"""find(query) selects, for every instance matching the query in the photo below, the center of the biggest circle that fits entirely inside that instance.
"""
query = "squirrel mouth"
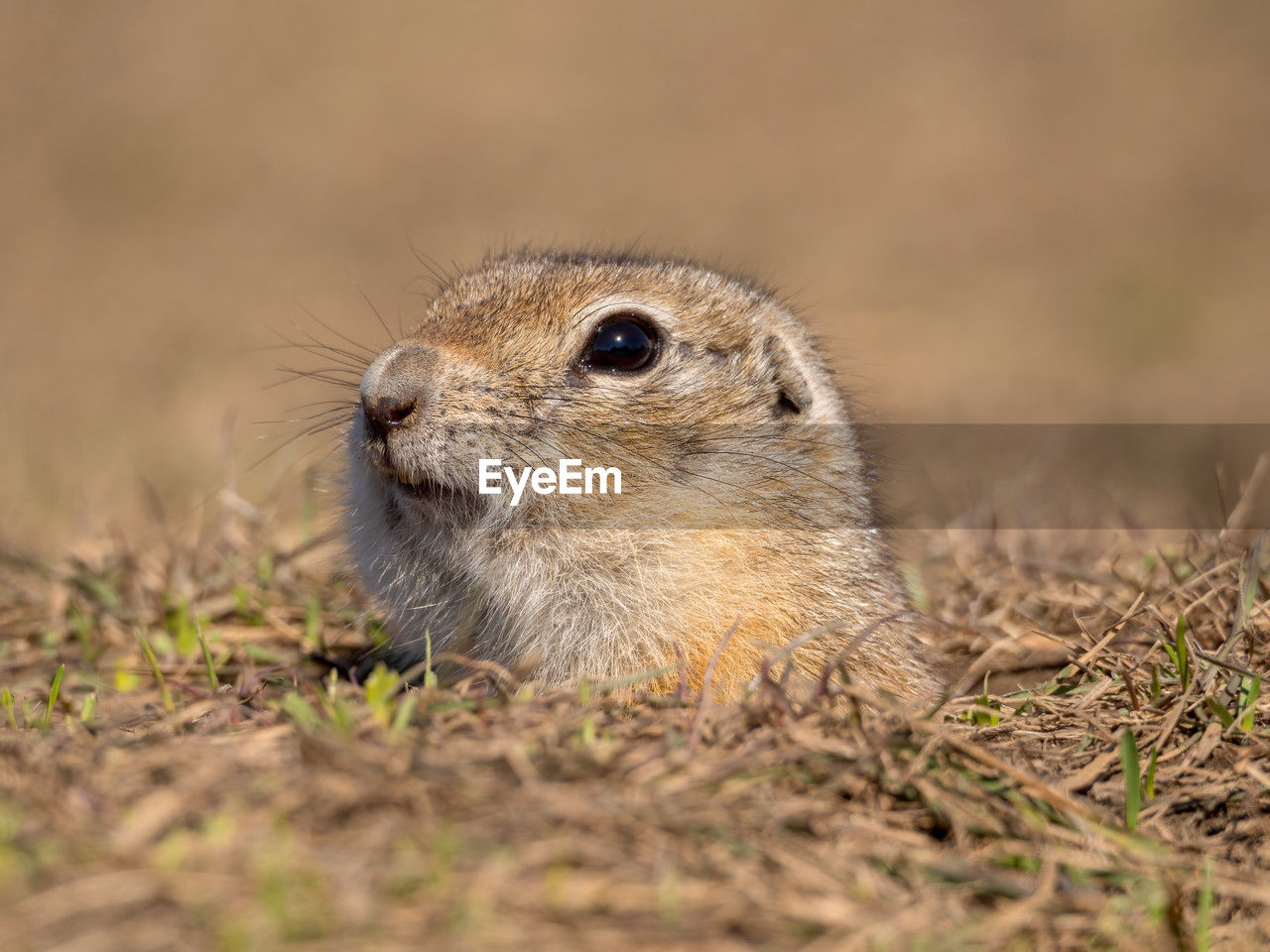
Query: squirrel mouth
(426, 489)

----

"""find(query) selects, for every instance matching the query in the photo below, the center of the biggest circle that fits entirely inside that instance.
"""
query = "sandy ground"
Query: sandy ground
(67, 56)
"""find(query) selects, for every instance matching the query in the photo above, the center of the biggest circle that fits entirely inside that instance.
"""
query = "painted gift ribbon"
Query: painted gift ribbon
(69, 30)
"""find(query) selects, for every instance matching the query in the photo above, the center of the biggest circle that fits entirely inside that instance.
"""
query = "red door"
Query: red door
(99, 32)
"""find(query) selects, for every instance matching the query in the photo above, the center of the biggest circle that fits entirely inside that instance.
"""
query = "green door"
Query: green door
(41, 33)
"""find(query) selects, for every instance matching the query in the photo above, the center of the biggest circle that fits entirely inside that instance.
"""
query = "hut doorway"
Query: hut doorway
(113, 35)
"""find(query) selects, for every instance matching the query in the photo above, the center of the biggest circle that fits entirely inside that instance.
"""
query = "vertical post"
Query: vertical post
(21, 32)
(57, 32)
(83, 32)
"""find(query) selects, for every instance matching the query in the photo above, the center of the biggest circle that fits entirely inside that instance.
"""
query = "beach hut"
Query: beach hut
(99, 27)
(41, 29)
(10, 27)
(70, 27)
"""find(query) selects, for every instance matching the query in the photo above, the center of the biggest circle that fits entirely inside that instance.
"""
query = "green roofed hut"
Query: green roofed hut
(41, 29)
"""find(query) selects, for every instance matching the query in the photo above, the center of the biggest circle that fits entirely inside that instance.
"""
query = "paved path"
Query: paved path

----

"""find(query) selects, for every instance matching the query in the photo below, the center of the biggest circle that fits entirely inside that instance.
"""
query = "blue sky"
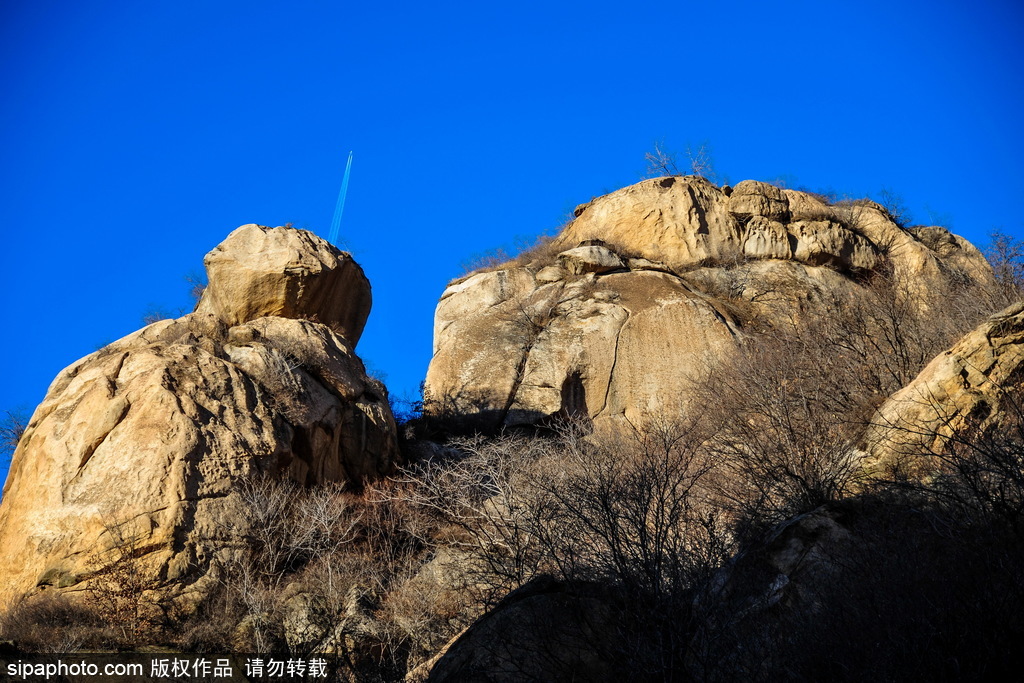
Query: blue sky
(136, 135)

----

▸ **WHAT IS REQUIRED**
Of the entries above, repeat exactly the lines between the line with "Query: hut doorway" and the line with "Query: paved path", inclusive, and no others.

▸ **RESULT FOR THIS EXERCISE**
Query: hut doorway
(113, 35)
"""find(query) selects, for every instance matching the query in the photo above, the center of the biggest circle that fits entirely inside that instance.
"""
query = "vertical post"
Query: vertical post
(21, 32)
(57, 32)
(83, 32)
"""find(query) selects, for every instance matching the query in the photo above, the center of the biggest circle that fits entirely inside that instance.
"""
query = "beach hut"
Query: beach hut
(99, 27)
(41, 29)
(10, 27)
(70, 27)
"""find(query) selects, for every instance matching the query in the photo above, the center of the biggest circle that fits entirely inside that instance.
"""
query = "green roofed hut"
Query: green roofed hut
(41, 29)
"""find(query) selects, for every instance matching the query in the photo above, the center of the biggest circle that fits entirely inside that instance.
"""
query = "paved path"
Query: paved path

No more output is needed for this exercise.